What needs to be done → Reproduce verbatim the passage of the essay on humanities program cuts from "in motion—a light" up to and including "without the other.".

In 2023, West Virginia University cut 28 majors, including art history, foreign languages, and performing arts. SUNY Potsdam discontinued programs in Philosophy, Art History, two foreign languages, three performing arts, and two foundational sciences. Others like the Missouri Western State University and Eastern Kentucky University made similar cuts. In 2024, Boston University suspended admissions for numerous humanities and social science PhD programs. Just recently, the University of California, Irvine laid off over 20 lecturers in the School of Humanities. The trend continues internationally, notably at Cardiff (England), Fudan (China), Leiden (Netherlands), ANU, and Macquarie (Australia).

Administrators are dealing with budget shortfalls and declining enrollment in the humanities, Stateline reports. With rising tuition, stagnant wages, and heavier debt burdens, consideration about the financial returns of college becomes inevitable. Since humanities degrees are stereotyped (and often statistically shown) to yield lower starting salaries and less direct career paths, students and families under pressure tend to choose other majors that promise more secure employment. Moreover, many humanities departments struggle to sustain themselves financially. According to a study in Public Humanities, approximately 1% of all university research budgets goes to the humanities. Governments are diverting more funds to STEM and career-oriented fields, both in an attempt to secure global tech leadership and to save their own ailing economies. In doing so, they affect the career prospects, public narratives, and societal expectations influencing the choice of major for countless individuals. Given the long trajectory of events that led to today, including the global economic recessions in 2008 and the COVID years, the pressure on both the country and the individual is real. And viewed in this light, the program eliminations are reasonable, if not unavoidable.

What is not reasonable, however, is the larger societal psychology at play. “We are going to be much more oriented toward listening to the people who pay our bills — parents, students, legislators and others. And they very much want to see universities, particularly land grant institutions like ours, become engines of creativity and economic development,” said then-West Virginia University President Gordon Gee. Here “creativity” is a coded expression for innovation with market value, and the real keyword is “economic development.” It marks that universities have shifted their identities from missionaries of humanistic inquiry to “land grant institutions” and “engines” — both culturally loaded expressions with capitalist and utilitarian undertones. Gee’s rhetoric frames the shift as universities benignly “listening” to the people, while in reality, administrators like him actively shape the priorities of the institution. And what control do the students and families have over their major and career choices, when our excessively economy-driven society strongly favors one field and not another? Historically, part of universities’ role has been to hold ground against such narrow utilitarian demands and maintain intellectual autonomy. This is not just a tradition but also a society’s protective mechanism, because intellectual freedom begets cultural vitality, resilience, and mutual understanding. But now, why have we forgotten this facet of society? Why do our very words stealthily encode value in economic terms?

“Are there spirits?

We see what we

see—because we have

eyes constituted as they are

What are we?

—A gathering of force

in motion—a light

which burns—with a wick…” (Edvard Munch, private journals)

The biological nature of our eyes made it so we only see the physical exterior of things. And that has formed a dynamic, almost paradoxical relationship with our yearning for what is inside. In a primal way, we burst out, “What are we?” Munch’s answer is full of hope and passion. Curiously, such abstract feelings also find themselves in the visual representation of a candle. The visible bear the invisible, yet one cannot live without the other.

This journal entry is illuminating today, because in some ways, things like career, wealth, and technology are like our biological eye, and the humanities are like our yearning. In the past thirty years, technology has transformed our lifestyles and urban spaces. But the humanities let us see the invisible: under these exterior changes, have we become kinder, more understanding? Has our social structure become better? Technology projects the hand that wields it. Used unwisely, we risk it becoming a tool of systemic oppression, wealth accumulation, violence, and ultimately a reinforcement of existing social inequalities. Technology may advance. Wealth may increase. But none of these will matter if we stopped questioning “What are we?” The polar tension between our “visible” and “invisible” desires will keep on existing, pulling on us from two different directions, just like they always have throughout history. What we humans can do, is find our standing and balance within our hearts.

(Point-per-instance localization data)
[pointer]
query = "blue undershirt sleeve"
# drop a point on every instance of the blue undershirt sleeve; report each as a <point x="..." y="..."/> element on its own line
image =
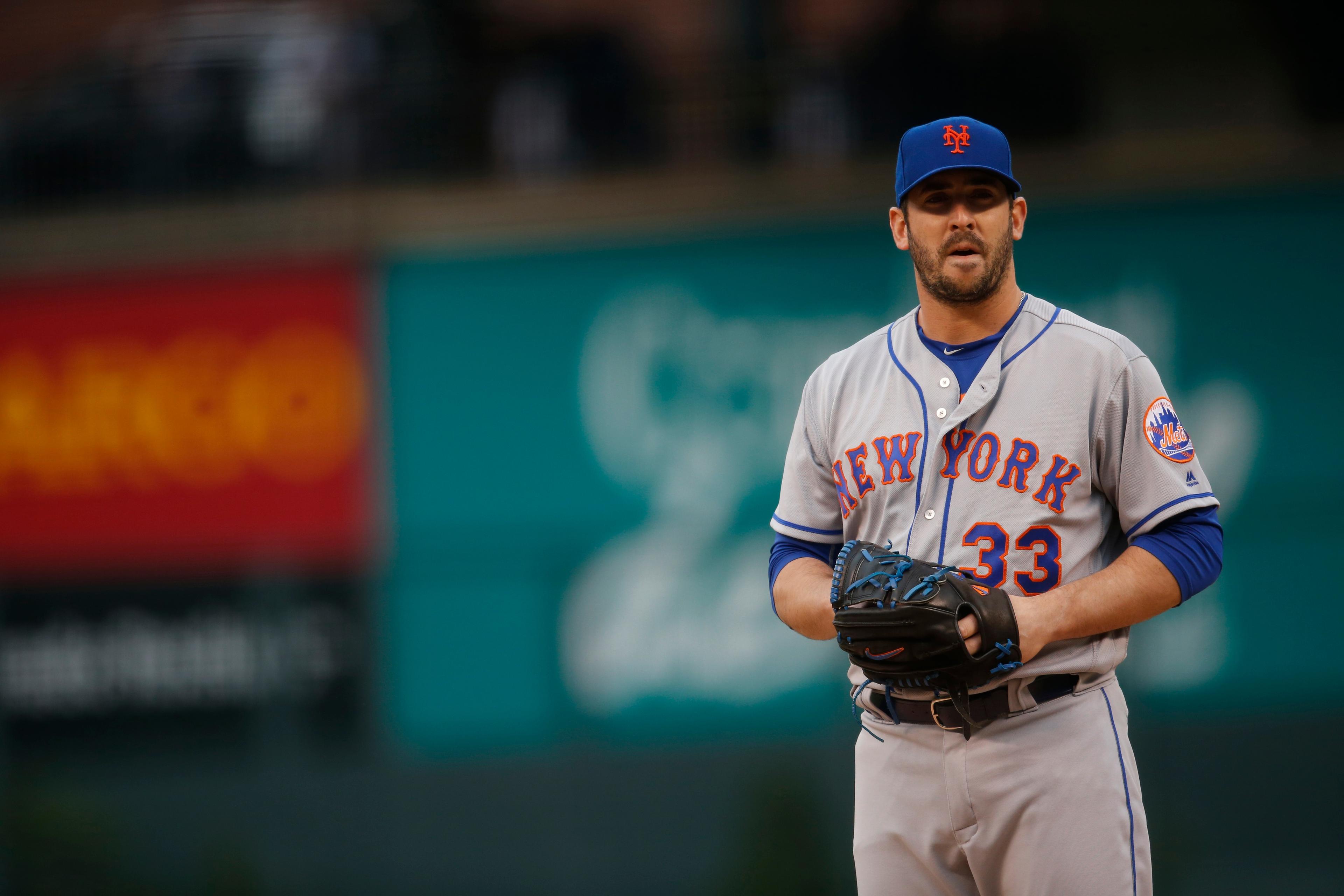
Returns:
<point x="1190" y="546"/>
<point x="787" y="548"/>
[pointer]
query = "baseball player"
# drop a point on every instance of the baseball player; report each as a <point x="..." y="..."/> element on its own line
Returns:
<point x="1030" y="453"/>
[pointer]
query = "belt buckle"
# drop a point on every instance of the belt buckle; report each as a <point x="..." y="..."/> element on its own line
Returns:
<point x="933" y="711"/>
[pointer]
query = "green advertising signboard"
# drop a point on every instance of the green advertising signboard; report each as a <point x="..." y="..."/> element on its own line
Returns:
<point x="588" y="441"/>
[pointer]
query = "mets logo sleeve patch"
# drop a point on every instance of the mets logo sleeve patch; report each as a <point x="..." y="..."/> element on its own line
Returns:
<point x="1166" y="434"/>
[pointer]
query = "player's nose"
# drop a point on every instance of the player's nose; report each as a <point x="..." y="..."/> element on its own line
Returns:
<point x="961" y="218"/>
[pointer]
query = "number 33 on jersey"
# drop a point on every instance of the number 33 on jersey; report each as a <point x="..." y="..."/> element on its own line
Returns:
<point x="1064" y="449"/>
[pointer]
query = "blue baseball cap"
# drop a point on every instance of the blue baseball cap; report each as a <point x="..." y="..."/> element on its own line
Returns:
<point x="948" y="144"/>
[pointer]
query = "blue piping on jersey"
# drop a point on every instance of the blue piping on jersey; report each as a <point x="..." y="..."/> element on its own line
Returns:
<point x="1184" y="498"/>
<point x="1129" y="808"/>
<point x="804" y="528"/>
<point x="924" y="409"/>
<point x="1033" y="340"/>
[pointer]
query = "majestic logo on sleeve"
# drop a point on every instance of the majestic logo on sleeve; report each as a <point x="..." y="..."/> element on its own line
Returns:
<point x="1166" y="433"/>
<point x="956" y="140"/>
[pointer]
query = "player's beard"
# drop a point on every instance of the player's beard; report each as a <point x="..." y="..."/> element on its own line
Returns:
<point x="929" y="269"/>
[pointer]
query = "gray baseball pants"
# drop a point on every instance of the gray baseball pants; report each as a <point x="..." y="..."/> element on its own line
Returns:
<point x="1045" y="803"/>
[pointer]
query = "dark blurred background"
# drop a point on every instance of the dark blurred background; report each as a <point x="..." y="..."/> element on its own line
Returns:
<point x="308" y="309"/>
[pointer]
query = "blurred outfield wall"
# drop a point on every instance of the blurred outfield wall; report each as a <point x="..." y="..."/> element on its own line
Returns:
<point x="620" y="412"/>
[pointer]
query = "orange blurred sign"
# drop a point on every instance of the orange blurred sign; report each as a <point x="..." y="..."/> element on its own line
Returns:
<point x="206" y="418"/>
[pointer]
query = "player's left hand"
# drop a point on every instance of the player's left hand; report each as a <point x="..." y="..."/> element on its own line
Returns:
<point x="1030" y="628"/>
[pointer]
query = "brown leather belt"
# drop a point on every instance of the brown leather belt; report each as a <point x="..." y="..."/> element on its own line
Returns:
<point x="984" y="707"/>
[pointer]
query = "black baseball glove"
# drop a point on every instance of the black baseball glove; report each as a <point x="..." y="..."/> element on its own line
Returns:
<point x="897" y="618"/>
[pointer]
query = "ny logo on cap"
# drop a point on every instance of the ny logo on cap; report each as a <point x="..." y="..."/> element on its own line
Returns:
<point x="955" y="140"/>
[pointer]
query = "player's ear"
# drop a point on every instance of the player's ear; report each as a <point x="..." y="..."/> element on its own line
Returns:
<point x="899" y="230"/>
<point x="1019" y="217"/>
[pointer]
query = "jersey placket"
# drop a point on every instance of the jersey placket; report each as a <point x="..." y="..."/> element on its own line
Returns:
<point x="931" y="519"/>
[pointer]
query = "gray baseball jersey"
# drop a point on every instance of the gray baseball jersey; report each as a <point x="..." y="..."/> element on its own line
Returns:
<point x="1064" y="449"/>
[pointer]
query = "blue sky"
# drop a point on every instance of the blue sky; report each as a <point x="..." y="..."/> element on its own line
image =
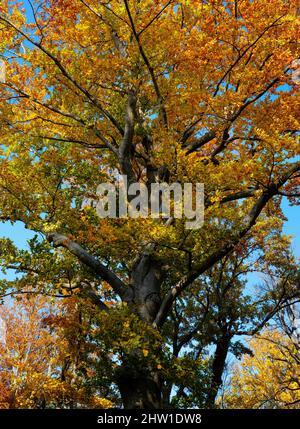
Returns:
<point x="20" y="235"/>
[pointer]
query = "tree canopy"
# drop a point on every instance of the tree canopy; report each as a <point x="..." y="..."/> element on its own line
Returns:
<point x="199" y="91"/>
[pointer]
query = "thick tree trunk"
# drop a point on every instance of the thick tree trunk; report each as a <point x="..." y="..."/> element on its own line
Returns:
<point x="218" y="366"/>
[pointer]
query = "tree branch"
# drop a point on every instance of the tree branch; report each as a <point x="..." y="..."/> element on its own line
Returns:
<point x="97" y="267"/>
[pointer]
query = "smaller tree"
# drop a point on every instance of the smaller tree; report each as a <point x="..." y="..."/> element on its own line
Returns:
<point x="270" y="377"/>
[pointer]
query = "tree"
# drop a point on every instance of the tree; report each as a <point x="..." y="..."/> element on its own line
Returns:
<point x="269" y="378"/>
<point x="159" y="91"/>
<point x="37" y="366"/>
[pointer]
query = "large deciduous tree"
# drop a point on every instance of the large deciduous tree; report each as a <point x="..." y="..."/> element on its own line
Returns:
<point x="159" y="91"/>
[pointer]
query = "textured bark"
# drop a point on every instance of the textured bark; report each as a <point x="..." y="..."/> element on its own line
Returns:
<point x="218" y="366"/>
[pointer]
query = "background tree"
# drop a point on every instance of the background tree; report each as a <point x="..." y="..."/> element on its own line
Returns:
<point x="269" y="378"/>
<point x="38" y="368"/>
<point x="198" y="92"/>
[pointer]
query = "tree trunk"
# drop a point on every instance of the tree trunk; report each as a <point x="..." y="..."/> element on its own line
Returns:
<point x="140" y="390"/>
<point x="218" y="366"/>
<point x="141" y="387"/>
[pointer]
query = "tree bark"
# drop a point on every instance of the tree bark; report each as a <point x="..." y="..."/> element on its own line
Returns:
<point x="218" y="366"/>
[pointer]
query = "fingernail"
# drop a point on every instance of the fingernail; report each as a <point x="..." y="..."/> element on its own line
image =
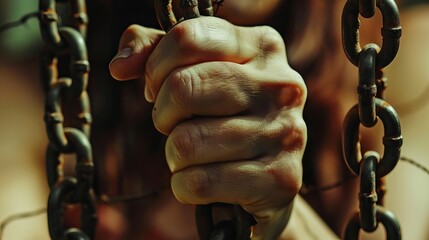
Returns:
<point x="148" y="95"/>
<point x="122" y="54"/>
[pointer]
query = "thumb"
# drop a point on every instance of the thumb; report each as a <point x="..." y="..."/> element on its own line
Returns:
<point x="135" y="46"/>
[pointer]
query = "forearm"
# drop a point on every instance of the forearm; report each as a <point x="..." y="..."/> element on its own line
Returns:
<point x="304" y="223"/>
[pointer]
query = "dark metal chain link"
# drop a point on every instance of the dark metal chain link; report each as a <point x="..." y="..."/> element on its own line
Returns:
<point x="370" y="108"/>
<point x="64" y="72"/>
<point x="240" y="226"/>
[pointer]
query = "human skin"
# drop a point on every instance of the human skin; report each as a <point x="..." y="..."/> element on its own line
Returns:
<point x="232" y="109"/>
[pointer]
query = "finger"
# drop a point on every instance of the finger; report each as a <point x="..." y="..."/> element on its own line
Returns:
<point x="135" y="46"/>
<point x="223" y="89"/>
<point x="210" y="140"/>
<point x="264" y="188"/>
<point x="207" y="39"/>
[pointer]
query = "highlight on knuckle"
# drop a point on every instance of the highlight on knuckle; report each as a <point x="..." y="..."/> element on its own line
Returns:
<point x="286" y="174"/>
<point x="197" y="182"/>
<point x="270" y="40"/>
<point x="187" y="35"/>
<point x="184" y="84"/>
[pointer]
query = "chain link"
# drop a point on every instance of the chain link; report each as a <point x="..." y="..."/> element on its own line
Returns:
<point x="64" y="73"/>
<point x="370" y="107"/>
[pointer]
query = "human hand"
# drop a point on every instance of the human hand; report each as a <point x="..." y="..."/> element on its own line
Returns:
<point x="232" y="109"/>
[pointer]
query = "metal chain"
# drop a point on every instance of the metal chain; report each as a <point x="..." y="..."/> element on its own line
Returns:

Your solution →
in motion—a light

which burns—with a wick…” (Edvard Munch, private journals)

The biological nature of our eyes made it so we only see the physical exterior of things. And that has formed a dynamic, almost paradoxical relationship with our yearning for what is inside. In a primal way, we burst out, “What are we?” Munch’s answer is full of hope and passion. Curiously, such abstract feelings also find themselves in the visual representation of a candle. The visible bear the invisible, yet one cannot live without the other.